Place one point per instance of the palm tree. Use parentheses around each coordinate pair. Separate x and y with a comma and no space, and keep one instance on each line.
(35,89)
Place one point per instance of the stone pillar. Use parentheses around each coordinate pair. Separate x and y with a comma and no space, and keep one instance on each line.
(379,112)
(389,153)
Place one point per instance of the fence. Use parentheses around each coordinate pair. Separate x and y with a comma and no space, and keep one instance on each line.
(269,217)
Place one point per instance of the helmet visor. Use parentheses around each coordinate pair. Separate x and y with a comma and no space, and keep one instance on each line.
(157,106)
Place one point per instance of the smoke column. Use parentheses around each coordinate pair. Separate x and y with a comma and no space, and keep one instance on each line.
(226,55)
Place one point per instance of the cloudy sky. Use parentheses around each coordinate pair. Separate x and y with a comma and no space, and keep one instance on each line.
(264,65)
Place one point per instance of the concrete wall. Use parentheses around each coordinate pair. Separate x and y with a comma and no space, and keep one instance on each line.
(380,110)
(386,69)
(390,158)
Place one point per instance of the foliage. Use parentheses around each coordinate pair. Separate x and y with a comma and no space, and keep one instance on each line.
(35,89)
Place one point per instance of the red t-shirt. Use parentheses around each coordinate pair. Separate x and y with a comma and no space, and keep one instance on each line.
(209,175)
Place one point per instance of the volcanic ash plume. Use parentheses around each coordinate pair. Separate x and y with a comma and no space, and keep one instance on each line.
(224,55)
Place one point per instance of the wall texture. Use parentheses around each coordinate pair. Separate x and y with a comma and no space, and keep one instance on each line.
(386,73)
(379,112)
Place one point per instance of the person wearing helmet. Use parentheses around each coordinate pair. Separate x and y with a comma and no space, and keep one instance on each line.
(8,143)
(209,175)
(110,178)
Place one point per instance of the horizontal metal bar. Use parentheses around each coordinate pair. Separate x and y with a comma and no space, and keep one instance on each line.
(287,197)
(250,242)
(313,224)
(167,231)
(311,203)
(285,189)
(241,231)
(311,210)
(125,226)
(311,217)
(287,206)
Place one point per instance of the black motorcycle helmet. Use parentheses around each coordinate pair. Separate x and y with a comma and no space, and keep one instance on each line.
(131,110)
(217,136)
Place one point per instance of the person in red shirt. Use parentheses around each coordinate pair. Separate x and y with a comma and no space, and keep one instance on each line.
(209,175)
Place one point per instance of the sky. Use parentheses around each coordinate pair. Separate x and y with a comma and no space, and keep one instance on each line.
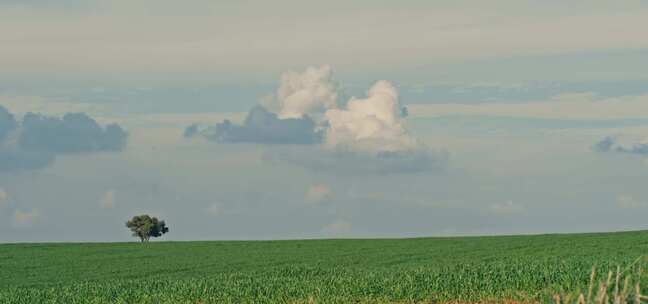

########################################

• [Task to carry out]:
Report each line in the entries above that contains the word "wall", copying every such line in full. Case counts when matching.

• [Answer to this problem]:
Place one point per instance of the concrete wall. Use parentheses around each coordinate pair. Separate x and y with a comma and no space, and keep one instance on each line.
Place one point per instance of the wall texture. Use parentheses around each coordinate pair. Separate x and y with a comma and no space, and keep one instance on each line.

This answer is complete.